## Exercício
Reproduza sem alterações o trecho da página que vai de "Ministro, não se" até "coisa, não é?".

## Página
────────────────────────────────────────

Nesta semana, congratulei o Ministro Alexandre de Moraes pelo aniversário do seu “filho”, celebrado dia 14 de março:

— Ministro, o Brasil acompanha assombrado a sua desenvoltura ao cuidar sozinho dessa criança adoecida, que apesar de todos os problemas de saúde não para de crescer e dar trabalho.

Por isso, doutor, meus parabéns! Parabéns pelo aniversário do seu menino. Eu mal consigo imaginar seu orgulho como pai… O seu orgulho como pai do “inquérito das fake news” — o seu filho, que acaba de completar 3 anos.

Sabemos que o “pai biológico” é o Ministro Dias Toffoli, mas, como ensina a sabedoria popular, pai é quem cria. E foi o senhor que acompanhou tudo desde o comecinho: as primeiras ordens judiciais pra excluir aqueles perfis chatos das redes sociais; a primeira matéria censurada na imprensa — qual era mesmo o título da reportagem que o senhor mandou tirar do ar? Ah, “O amigo do amigo do meu pai”.

Ministro, não se aflija, o senhor foi um pai muito presente. Estava lá desde as primeiras brincadeiras de cala-boca-não-morreu, acompanhou toda a fase de buscas e apreensões — como ele adorava fuçar a vida alheia atrás de alguma coisa, não é?

────────────────────────────────────────

## Entradas extraídas
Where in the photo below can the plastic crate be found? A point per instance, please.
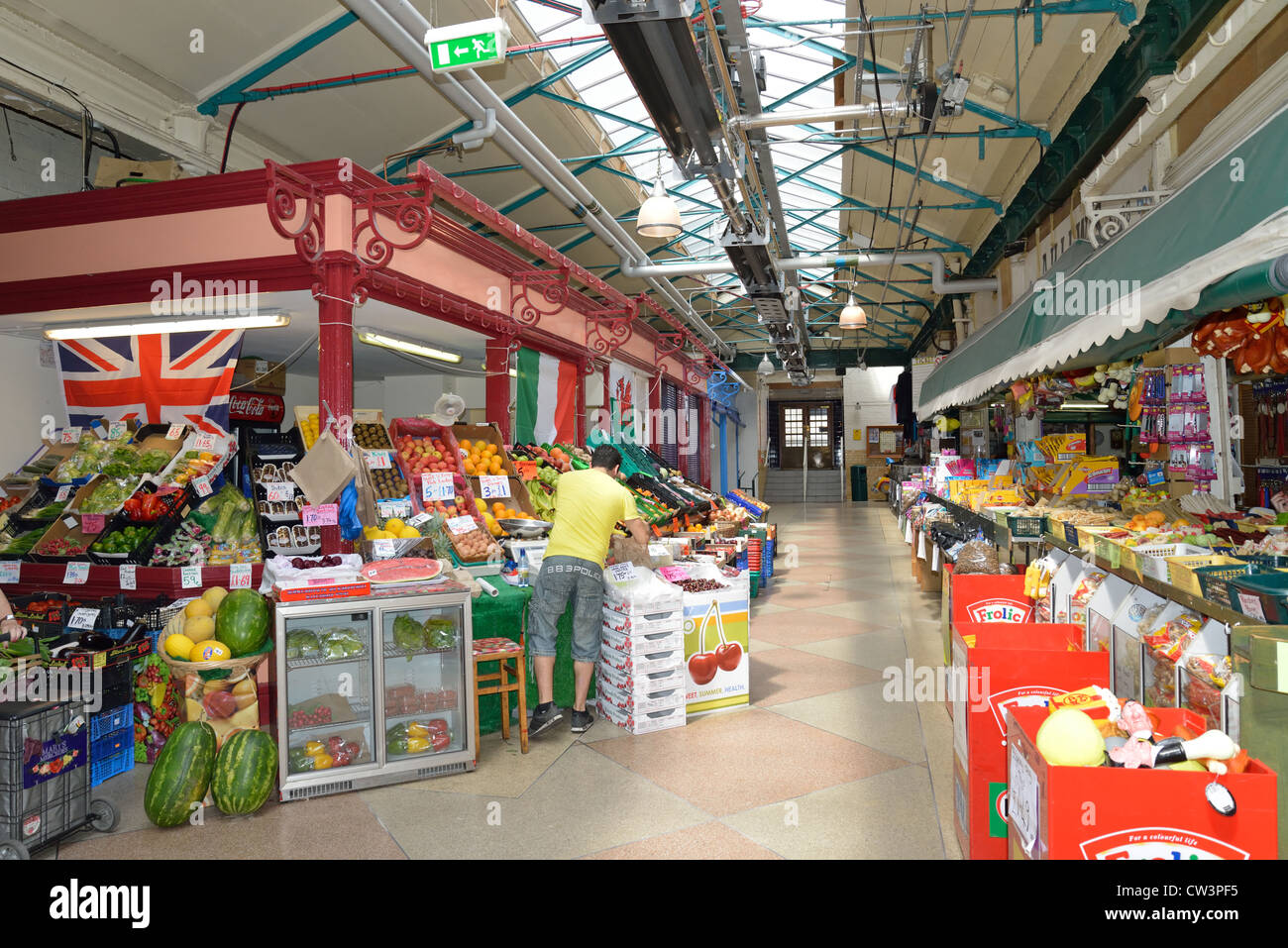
(106, 723)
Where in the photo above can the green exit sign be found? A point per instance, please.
(467, 46)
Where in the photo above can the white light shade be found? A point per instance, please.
(211, 324)
(853, 316)
(406, 346)
(658, 215)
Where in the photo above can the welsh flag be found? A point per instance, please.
(546, 399)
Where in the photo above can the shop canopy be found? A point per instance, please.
(1093, 309)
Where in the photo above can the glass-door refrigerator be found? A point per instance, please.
(374, 690)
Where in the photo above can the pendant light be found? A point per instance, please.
(853, 316)
(658, 217)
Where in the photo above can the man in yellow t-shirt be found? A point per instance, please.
(589, 504)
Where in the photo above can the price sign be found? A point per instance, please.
(462, 524)
(82, 618)
(239, 576)
(279, 491)
(493, 485)
(76, 575)
(321, 515)
(437, 485)
(622, 572)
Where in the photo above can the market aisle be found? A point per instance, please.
(822, 766)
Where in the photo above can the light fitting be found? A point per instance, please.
(406, 346)
(151, 327)
(658, 217)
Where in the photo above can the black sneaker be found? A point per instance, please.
(544, 717)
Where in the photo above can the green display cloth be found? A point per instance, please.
(505, 616)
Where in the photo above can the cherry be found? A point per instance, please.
(729, 655)
(702, 668)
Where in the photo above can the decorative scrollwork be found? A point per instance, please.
(552, 288)
(295, 210)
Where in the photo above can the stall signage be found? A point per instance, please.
(258, 408)
(82, 618)
(239, 576)
(437, 485)
(493, 485)
(321, 515)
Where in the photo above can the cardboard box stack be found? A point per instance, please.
(639, 682)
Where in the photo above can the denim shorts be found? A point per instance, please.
(563, 579)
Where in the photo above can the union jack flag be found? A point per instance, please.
(176, 377)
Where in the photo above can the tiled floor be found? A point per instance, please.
(822, 766)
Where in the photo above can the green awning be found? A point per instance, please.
(1232, 215)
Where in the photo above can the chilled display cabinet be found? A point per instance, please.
(374, 690)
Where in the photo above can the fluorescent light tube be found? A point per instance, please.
(165, 326)
(406, 346)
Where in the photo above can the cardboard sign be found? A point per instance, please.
(493, 485)
(437, 485)
(321, 515)
(82, 618)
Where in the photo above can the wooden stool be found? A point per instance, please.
(510, 677)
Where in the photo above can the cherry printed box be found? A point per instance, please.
(1142, 813)
(1001, 665)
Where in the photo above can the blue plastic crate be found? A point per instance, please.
(106, 723)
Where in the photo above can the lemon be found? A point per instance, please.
(178, 646)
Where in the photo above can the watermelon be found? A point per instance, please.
(245, 772)
(241, 622)
(180, 776)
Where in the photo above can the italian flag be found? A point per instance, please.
(546, 401)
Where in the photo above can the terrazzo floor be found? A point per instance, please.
(820, 766)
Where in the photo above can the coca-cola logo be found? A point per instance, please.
(257, 407)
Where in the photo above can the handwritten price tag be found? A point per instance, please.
(239, 576)
(82, 618)
(279, 491)
(437, 485)
(321, 515)
(493, 485)
(462, 524)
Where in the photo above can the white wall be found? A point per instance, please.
(34, 393)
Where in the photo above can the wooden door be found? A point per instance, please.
(791, 436)
(818, 419)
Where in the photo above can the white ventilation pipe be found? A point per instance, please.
(939, 281)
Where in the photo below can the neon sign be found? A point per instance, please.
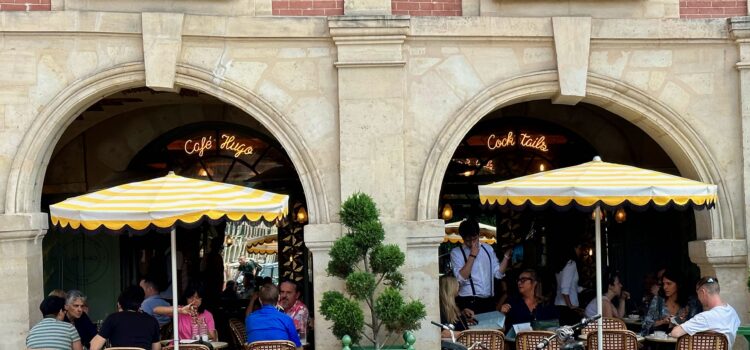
(525, 140)
(228, 143)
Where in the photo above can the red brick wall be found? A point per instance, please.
(712, 9)
(25, 5)
(307, 7)
(426, 7)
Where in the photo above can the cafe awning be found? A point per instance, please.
(598, 182)
(164, 202)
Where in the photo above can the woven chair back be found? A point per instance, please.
(490, 339)
(608, 323)
(613, 340)
(703, 341)
(528, 340)
(270, 345)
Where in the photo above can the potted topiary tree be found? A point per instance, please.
(370, 270)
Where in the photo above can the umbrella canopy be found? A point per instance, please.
(267, 244)
(165, 201)
(595, 184)
(598, 182)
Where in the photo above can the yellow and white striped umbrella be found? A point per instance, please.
(599, 182)
(165, 201)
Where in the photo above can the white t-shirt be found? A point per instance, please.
(722, 319)
(567, 283)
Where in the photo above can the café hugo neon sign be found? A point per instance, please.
(509, 140)
(228, 143)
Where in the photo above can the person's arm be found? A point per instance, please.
(465, 271)
(566, 279)
(677, 332)
(458, 263)
(624, 297)
(97, 343)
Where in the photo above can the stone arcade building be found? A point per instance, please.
(375, 98)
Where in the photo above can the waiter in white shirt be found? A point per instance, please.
(475, 266)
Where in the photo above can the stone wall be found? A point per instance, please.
(371, 103)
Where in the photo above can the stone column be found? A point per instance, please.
(421, 274)
(318, 239)
(372, 90)
(21, 275)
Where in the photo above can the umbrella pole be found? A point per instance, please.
(598, 243)
(175, 306)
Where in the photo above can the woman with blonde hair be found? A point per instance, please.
(449, 311)
(529, 305)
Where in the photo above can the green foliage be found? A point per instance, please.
(357, 209)
(346, 314)
(343, 252)
(367, 235)
(361, 259)
(388, 305)
(386, 258)
(360, 285)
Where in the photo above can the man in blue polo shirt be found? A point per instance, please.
(269, 323)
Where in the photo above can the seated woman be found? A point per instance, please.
(610, 290)
(529, 305)
(671, 307)
(449, 311)
(191, 312)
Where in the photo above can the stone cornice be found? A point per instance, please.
(739, 27)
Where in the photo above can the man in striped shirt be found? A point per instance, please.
(52, 332)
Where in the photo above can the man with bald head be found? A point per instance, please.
(718, 317)
(269, 323)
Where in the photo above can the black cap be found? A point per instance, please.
(51, 305)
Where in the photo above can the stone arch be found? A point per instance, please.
(678, 139)
(32, 158)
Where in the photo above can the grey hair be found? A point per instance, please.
(74, 295)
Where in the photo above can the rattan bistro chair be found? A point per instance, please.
(613, 340)
(490, 339)
(188, 347)
(239, 333)
(528, 340)
(608, 323)
(270, 345)
(703, 341)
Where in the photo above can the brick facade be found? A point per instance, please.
(308, 7)
(426, 7)
(25, 5)
(712, 9)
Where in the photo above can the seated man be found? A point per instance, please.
(76, 313)
(128, 327)
(52, 332)
(152, 300)
(293, 307)
(268, 323)
(718, 317)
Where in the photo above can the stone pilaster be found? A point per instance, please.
(727, 260)
(372, 90)
(22, 288)
(421, 275)
(162, 42)
(318, 239)
(572, 43)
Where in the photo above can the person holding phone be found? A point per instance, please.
(475, 266)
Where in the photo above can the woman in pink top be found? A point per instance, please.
(192, 317)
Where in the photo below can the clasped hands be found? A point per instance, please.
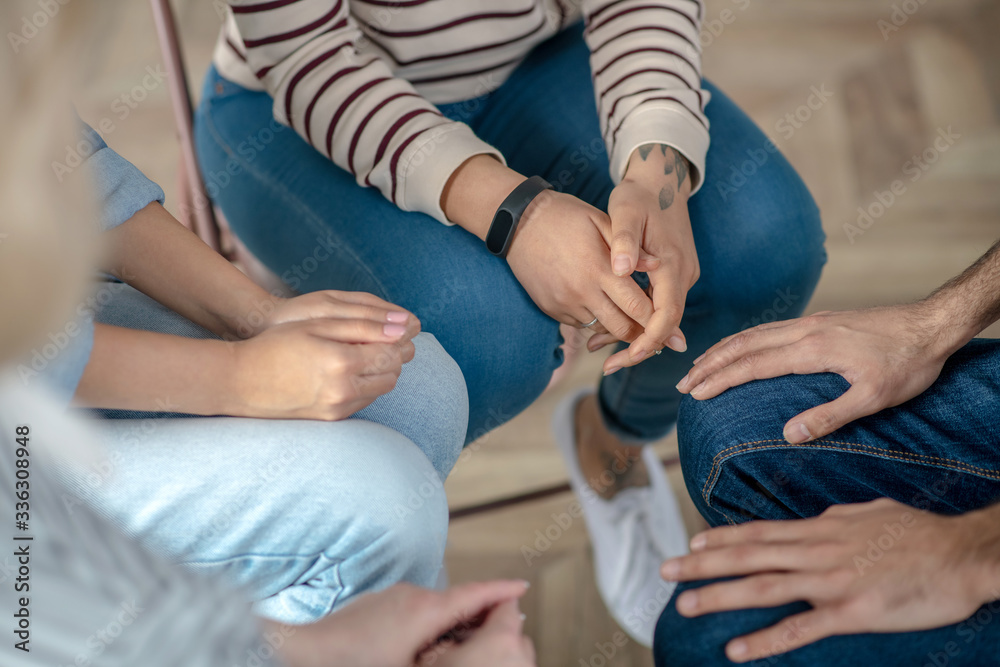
(576, 262)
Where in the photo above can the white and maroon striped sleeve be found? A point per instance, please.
(646, 63)
(350, 107)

────────────────────────────────────────

## Resultado correto
Ministro, não se aflija, o senhor foi um pai muito presente. Estava lá desde as primeiras brincadeiras de cala-boca-não-morreu, acompanhou toda a fase de buscas e apreensões — como ele adorava fuçar a vida alheia atrás de alguma coisa, não é?